● **Assignment**:
Continue the article on South Africa's nuclear program from its last sentence.

The American concern about the program here, which the United States helped to build up, has been heightened by suspicions that South Africa already has a nuclear weapons capability.
In August, 1977, a Soviet spy satellite detected what appeared to be a test site in the desert area of South Africa. Then, last Sept. 22, a U.S. satellite registered a "blue flash" in the atomosphere near South Africa, setting off speculation it had tested a nuclear device. American scientists are still divided on whether or not there really was a nuclear explosion.
Pretoria has repeatedly said its nuclear program is for peaceful purposes only, and it labeled reports it had tested a device last year as "nonsense."
U.S. leverage over South Africa in this dispute appears to be only temporary. South Africa responded to the fuel cutoff with a decision to make its own by expanding a pilot uranium enrichment plant operating at Palindaba just west of Pretoria since 1975. It is this facility Washington is most interested in bringing under safeguards, because weapons-grade material as well as fuel for the power plants could be made there.
Officials will not say exactly when that project will be completed. But it is generally thought that the first of the two power plants at Koeberg will be ready in 1982. The 2,000-megawatt plant may have to remain idle at a reported cost of $1.3 million a day until the enrichment plant is completed. The second power plant is due to be finished in 1983.
Nuclear physics reseacher J.P. Sellschop from the University of Witwatersrand estimates that the locally enriched uranium fuel may not be available until the end of 1983.
Even then, only half the problem would be solved because the South Africans must find a country willing to process that fuel -- slightly enriched (3 percent) uranium hexafluoride -- into fuel elements to fit into the power plant reactors.
Although South Africa has the technical knowledge to do this, it would require a massive allocation of resources to build up the sophisticated metallurgical industries to do it, according to Sellschop.
In the parlance of research and development, "it's not so much a matter of 'r' but of 'd,' and it would be a pity because our needs are so small," Sellschop said.
There have been public reports outside South Africa that a French-Belgian company named Eruofuel has already contracted to fabricate the fuel rods either from American-supplied or South African-made fuel.

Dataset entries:
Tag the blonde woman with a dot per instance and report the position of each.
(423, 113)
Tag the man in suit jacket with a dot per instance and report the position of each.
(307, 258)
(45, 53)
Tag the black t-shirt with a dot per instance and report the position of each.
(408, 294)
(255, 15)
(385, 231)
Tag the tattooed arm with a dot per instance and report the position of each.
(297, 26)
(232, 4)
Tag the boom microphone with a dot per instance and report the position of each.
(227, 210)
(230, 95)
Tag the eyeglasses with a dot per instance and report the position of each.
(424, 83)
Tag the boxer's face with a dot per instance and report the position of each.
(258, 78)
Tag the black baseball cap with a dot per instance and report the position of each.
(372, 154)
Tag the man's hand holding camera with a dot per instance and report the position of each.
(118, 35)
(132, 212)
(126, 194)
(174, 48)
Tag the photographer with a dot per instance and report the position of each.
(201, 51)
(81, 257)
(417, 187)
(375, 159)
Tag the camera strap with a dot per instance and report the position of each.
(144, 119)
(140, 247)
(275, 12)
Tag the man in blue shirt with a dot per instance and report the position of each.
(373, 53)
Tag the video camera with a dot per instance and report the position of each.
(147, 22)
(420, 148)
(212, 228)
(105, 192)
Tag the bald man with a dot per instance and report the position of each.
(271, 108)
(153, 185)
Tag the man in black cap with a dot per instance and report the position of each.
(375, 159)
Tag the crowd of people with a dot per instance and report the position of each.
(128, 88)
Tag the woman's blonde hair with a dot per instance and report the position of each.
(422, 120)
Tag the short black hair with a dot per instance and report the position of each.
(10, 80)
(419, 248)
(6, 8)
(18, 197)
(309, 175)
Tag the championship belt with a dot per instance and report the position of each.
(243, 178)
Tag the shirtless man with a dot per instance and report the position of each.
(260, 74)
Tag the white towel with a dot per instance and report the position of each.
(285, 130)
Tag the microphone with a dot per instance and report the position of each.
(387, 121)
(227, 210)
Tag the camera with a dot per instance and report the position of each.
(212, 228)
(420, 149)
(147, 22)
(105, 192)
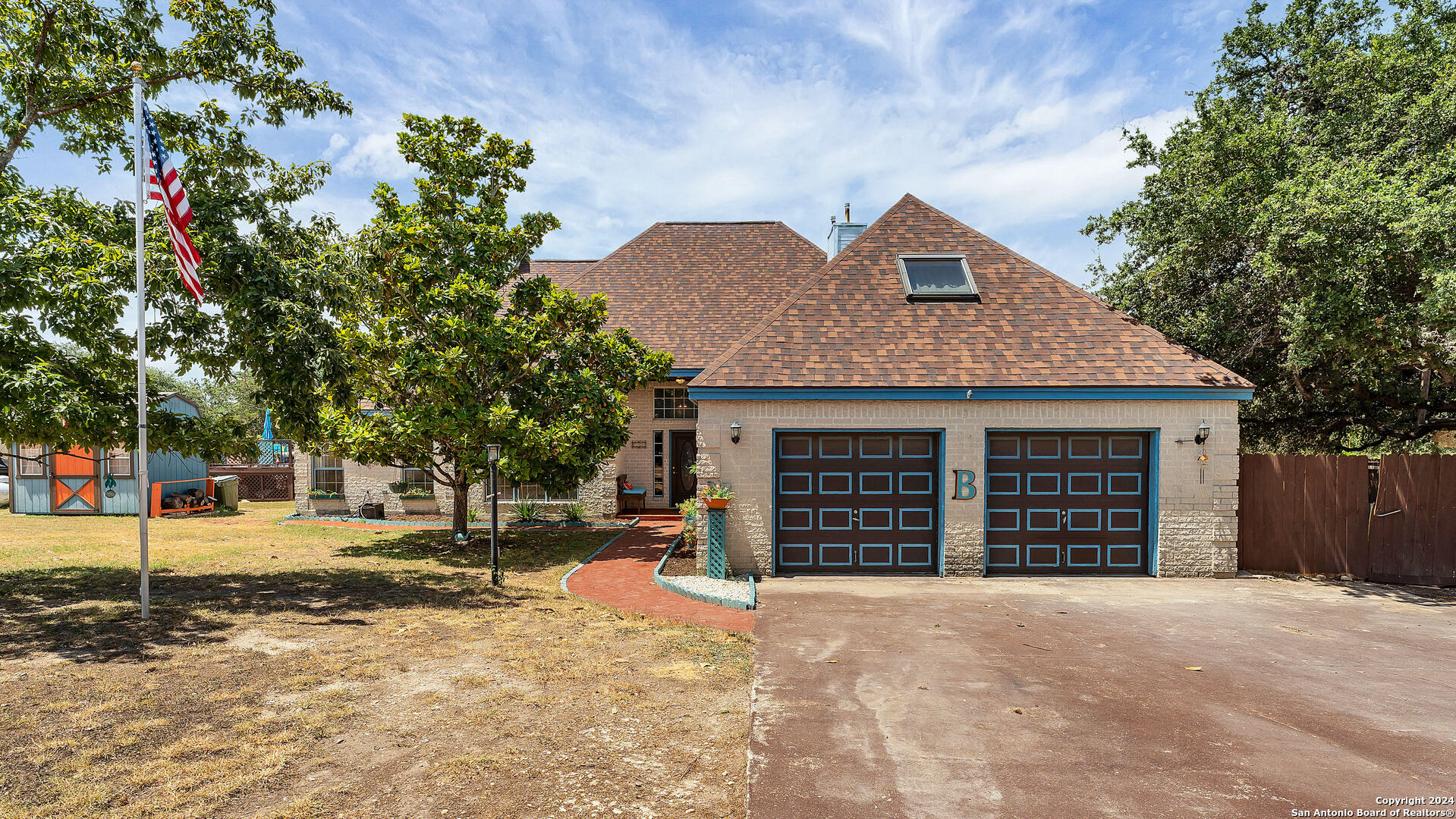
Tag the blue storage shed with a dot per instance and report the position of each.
(90, 482)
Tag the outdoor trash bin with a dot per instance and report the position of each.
(225, 486)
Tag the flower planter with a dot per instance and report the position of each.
(420, 505)
(335, 505)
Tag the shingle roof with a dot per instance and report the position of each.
(695, 288)
(851, 325)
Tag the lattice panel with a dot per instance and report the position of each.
(717, 543)
(266, 488)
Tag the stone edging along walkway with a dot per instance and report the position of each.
(621, 575)
(375, 522)
(670, 584)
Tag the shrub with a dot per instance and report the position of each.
(527, 511)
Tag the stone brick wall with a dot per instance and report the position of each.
(1197, 504)
(597, 495)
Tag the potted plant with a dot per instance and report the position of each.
(418, 500)
(328, 502)
(717, 497)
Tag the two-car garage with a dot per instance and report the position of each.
(873, 502)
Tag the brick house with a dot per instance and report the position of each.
(919, 400)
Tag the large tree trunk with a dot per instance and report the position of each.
(462, 508)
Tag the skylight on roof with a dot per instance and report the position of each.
(936, 277)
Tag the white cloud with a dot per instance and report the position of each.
(1006, 117)
(375, 156)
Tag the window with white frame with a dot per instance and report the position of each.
(671, 403)
(417, 479)
(36, 467)
(936, 278)
(328, 473)
(538, 492)
(118, 463)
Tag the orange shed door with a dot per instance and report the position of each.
(73, 483)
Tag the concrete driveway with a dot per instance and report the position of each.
(1074, 697)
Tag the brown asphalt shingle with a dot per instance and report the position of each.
(695, 288)
(851, 325)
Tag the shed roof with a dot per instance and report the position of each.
(851, 325)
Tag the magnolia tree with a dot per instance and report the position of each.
(68, 280)
(1300, 224)
(448, 348)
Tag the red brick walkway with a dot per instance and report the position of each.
(622, 578)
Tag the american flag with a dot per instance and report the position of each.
(165, 187)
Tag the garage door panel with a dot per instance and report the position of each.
(1066, 502)
(857, 502)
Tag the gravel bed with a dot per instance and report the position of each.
(736, 588)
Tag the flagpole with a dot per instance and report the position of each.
(143, 485)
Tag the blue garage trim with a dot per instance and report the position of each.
(976, 394)
(939, 485)
(1152, 485)
(1152, 504)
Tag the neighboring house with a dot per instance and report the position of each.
(82, 482)
(920, 402)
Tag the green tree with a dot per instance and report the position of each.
(68, 372)
(456, 350)
(1300, 226)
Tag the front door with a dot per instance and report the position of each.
(683, 447)
(73, 482)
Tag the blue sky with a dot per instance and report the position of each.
(1005, 115)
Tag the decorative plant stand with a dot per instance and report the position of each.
(717, 543)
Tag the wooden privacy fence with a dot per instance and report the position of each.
(1313, 514)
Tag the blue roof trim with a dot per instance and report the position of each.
(976, 394)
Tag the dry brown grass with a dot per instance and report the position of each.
(312, 671)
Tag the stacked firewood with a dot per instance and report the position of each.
(185, 499)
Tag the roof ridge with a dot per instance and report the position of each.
(1080, 291)
(798, 293)
(800, 236)
(625, 245)
(721, 221)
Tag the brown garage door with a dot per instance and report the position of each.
(1066, 504)
(857, 504)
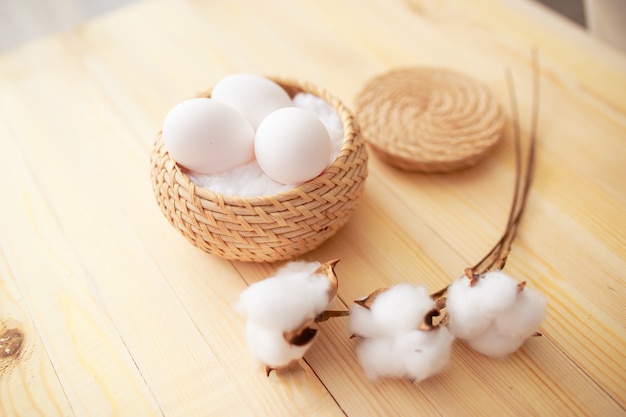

● **Response for this exercise**:
France, which has a great interest in seeing the nuclear power plants come into operation once they are built, nevertheless has been cooperting with U.S. efforts to get South Africa to agree to some kind of internationally recognized safeguards, according to an informed source.
"The French don't seem to want responsibility for South Africa on their shoulders," the source said.
But if South Africa finds a company that will fabricate the fuel elements from South Africa's fuel, U.S. efforts would be undercut.
Althogh the financial investment in the power plants has made this the most immediate problem for the South Africans, they are also vexed by the threat to their atomic research program.
The United States also refuses to supplying highly enriched (93 percent) weapons-grade fuel for the American-made research reactor at Pelindaba.
Atomic Energy Board president Wynand de Villiers said over a year ago that the small (2') megawatt) Safari reactor, which has run on U.S. supplied fuel since 1965, was only working it one-eighth its capacity. Research there includes work on the use of atomic energy in medicine and geology.
The reactor has only enough fuel left for a few months, authoritative sources say.
De Villiers has also stated that South Africa has the technology to make highly enriched uranium for its Safari reactor. "If the government should so decide, in the future we could produce it," he said.
"Safari may go cold," said Sellschop, who does research there. "But not indefinitely. It would only be for a few years. The U.S. will have thrown away their initiative on this" by refusing to supply South Africa fuel.